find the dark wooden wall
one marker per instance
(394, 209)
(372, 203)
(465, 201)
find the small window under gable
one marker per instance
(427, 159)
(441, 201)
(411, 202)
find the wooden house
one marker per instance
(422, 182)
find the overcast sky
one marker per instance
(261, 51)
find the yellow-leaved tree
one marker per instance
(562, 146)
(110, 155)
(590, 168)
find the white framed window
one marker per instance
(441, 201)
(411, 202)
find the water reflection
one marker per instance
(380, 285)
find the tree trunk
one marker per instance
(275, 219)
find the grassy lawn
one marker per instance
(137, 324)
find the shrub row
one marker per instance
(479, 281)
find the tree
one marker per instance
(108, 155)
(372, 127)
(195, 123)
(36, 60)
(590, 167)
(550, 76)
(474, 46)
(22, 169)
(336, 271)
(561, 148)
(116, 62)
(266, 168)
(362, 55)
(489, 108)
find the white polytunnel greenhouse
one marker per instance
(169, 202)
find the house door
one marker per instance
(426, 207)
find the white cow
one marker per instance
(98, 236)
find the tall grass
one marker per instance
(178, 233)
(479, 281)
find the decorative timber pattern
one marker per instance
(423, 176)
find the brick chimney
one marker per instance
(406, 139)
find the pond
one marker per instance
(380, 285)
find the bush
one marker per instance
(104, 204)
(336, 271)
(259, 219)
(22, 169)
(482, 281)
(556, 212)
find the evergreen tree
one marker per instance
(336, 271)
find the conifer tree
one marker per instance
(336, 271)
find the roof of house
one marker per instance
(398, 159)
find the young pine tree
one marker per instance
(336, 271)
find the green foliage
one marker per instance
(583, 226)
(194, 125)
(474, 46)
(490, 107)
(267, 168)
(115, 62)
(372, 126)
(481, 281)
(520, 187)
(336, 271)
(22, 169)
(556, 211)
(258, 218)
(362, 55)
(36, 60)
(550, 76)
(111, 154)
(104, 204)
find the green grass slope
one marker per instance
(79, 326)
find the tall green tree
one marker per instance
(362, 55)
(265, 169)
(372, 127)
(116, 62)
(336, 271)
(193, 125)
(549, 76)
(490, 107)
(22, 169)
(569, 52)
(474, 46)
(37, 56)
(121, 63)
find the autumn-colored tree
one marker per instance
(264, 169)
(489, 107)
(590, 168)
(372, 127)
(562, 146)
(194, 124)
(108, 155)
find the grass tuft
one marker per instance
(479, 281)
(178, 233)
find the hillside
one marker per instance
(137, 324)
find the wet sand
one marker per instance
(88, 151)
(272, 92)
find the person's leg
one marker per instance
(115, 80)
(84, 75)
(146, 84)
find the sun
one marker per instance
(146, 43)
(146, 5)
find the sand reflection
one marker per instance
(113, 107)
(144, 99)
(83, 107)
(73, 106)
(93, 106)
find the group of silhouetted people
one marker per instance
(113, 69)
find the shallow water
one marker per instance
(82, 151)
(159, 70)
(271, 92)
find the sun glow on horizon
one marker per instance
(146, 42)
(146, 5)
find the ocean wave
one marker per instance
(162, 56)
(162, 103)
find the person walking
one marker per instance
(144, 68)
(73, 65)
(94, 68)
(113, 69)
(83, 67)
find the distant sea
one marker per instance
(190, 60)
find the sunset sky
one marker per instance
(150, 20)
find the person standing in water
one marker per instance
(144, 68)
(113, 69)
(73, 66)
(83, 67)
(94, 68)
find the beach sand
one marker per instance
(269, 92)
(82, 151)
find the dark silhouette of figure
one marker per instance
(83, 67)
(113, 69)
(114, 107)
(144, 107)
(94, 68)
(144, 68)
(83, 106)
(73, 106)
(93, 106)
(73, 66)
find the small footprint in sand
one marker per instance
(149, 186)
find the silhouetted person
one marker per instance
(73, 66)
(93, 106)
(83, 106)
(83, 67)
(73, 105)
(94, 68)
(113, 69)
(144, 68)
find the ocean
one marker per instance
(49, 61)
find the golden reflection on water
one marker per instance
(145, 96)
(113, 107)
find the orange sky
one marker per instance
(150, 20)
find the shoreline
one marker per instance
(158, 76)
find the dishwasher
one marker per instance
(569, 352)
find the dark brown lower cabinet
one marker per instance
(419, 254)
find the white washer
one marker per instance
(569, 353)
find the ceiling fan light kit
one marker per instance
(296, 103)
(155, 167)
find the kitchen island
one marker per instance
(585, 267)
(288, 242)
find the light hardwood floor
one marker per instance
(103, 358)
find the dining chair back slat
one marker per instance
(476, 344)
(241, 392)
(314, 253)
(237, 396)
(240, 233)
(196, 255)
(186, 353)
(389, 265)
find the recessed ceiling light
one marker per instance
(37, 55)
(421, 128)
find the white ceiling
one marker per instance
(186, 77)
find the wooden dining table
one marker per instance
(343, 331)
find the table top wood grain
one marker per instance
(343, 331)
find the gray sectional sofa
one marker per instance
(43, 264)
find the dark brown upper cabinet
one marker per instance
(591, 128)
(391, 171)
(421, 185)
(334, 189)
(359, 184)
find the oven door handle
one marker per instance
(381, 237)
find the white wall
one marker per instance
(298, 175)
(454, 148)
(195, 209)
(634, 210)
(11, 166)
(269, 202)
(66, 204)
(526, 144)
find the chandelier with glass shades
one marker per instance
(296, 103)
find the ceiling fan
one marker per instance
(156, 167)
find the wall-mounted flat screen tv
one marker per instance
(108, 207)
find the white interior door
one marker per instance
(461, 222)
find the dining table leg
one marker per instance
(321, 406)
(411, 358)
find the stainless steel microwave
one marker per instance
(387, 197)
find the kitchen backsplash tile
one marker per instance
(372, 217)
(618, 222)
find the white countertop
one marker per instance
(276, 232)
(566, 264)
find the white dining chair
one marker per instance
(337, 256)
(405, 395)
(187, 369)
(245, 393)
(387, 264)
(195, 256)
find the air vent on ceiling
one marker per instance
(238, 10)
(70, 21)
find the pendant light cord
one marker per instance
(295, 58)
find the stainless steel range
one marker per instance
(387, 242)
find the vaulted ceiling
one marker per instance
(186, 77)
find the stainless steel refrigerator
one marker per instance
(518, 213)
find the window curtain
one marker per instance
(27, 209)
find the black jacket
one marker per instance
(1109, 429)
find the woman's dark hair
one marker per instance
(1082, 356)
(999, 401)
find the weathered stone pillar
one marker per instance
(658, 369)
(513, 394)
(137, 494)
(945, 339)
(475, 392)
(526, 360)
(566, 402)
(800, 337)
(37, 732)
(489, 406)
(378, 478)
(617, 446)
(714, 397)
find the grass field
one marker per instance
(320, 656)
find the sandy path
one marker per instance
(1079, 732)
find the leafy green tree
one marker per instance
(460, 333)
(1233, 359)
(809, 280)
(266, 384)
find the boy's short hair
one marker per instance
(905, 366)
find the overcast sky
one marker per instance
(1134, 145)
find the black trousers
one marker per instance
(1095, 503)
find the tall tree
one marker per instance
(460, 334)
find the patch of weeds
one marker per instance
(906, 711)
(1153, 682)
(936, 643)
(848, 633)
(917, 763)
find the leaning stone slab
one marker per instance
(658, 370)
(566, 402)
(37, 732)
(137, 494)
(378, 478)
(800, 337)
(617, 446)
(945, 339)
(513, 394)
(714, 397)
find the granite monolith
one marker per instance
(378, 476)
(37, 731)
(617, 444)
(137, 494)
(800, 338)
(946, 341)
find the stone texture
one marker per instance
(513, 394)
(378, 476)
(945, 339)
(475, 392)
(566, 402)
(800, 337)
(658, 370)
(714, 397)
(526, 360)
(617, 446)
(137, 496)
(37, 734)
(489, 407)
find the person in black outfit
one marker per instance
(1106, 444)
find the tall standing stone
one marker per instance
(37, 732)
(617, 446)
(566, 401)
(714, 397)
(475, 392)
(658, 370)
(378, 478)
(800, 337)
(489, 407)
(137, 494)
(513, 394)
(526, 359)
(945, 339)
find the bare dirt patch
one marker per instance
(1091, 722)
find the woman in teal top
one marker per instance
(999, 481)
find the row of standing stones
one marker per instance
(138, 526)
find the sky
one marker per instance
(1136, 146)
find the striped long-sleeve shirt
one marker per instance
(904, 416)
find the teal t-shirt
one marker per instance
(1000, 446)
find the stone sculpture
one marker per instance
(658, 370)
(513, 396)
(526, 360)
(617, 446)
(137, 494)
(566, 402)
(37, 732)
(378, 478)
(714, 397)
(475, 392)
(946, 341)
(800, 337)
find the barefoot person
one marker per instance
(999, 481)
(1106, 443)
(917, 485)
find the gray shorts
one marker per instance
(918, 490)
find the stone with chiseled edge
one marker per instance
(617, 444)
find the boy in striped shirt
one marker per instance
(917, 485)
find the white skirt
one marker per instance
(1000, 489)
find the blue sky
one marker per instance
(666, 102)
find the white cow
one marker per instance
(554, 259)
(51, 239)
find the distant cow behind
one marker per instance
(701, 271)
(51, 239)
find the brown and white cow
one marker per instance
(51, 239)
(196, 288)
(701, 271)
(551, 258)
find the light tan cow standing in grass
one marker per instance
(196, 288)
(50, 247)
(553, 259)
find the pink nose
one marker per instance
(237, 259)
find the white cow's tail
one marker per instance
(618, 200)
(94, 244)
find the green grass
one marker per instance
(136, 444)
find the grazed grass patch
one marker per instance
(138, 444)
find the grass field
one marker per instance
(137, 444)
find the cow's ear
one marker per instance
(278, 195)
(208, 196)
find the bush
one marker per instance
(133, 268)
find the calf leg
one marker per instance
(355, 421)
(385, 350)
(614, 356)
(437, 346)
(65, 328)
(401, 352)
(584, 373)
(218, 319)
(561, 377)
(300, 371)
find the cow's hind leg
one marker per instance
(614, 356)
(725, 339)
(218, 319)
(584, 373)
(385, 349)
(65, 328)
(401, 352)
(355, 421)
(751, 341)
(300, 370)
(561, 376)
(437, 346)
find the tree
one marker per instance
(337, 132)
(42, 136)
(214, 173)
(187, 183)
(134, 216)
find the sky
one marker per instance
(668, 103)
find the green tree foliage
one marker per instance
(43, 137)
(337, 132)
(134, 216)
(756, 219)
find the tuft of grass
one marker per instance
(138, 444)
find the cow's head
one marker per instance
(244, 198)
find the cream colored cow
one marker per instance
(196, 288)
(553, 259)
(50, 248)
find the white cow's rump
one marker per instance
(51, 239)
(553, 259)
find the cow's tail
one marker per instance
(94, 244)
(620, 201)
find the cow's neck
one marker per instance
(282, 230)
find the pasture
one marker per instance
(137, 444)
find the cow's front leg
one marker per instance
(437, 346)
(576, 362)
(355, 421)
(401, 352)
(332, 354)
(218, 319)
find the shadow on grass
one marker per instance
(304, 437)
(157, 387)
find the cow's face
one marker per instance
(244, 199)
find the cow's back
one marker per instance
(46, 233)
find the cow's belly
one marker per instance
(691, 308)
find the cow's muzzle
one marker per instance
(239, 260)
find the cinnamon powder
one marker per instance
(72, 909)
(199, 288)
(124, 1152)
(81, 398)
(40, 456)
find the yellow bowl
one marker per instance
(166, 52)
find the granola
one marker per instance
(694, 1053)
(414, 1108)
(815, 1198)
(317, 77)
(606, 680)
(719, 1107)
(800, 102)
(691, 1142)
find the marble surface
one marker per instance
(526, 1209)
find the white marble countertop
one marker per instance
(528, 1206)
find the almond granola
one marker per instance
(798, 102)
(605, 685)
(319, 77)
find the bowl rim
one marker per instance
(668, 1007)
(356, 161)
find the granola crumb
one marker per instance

**PROBLEM:** Rewrite the portion of the records above that opens with the line containing "find the person in black outfit" and closes with the line containing "(1091, 722)" as a JSON list of strings, one string per line, leaving out any blank lines.

**REPLY:**
[
  "find the person in black outfit",
  "one marker per instance",
  "(1106, 444)",
  "find the tall standing stone",
  "one marker per instance",
  "(37, 732)",
  "(617, 446)",
  "(566, 401)",
  "(714, 397)",
  "(475, 392)",
  "(658, 370)",
  "(378, 478)",
  "(800, 337)",
  "(489, 407)",
  "(137, 494)",
  "(513, 394)",
  "(526, 359)",
  "(945, 339)",
  "find the bare dirt patch",
  "one marker per instance",
  "(1091, 722)"
]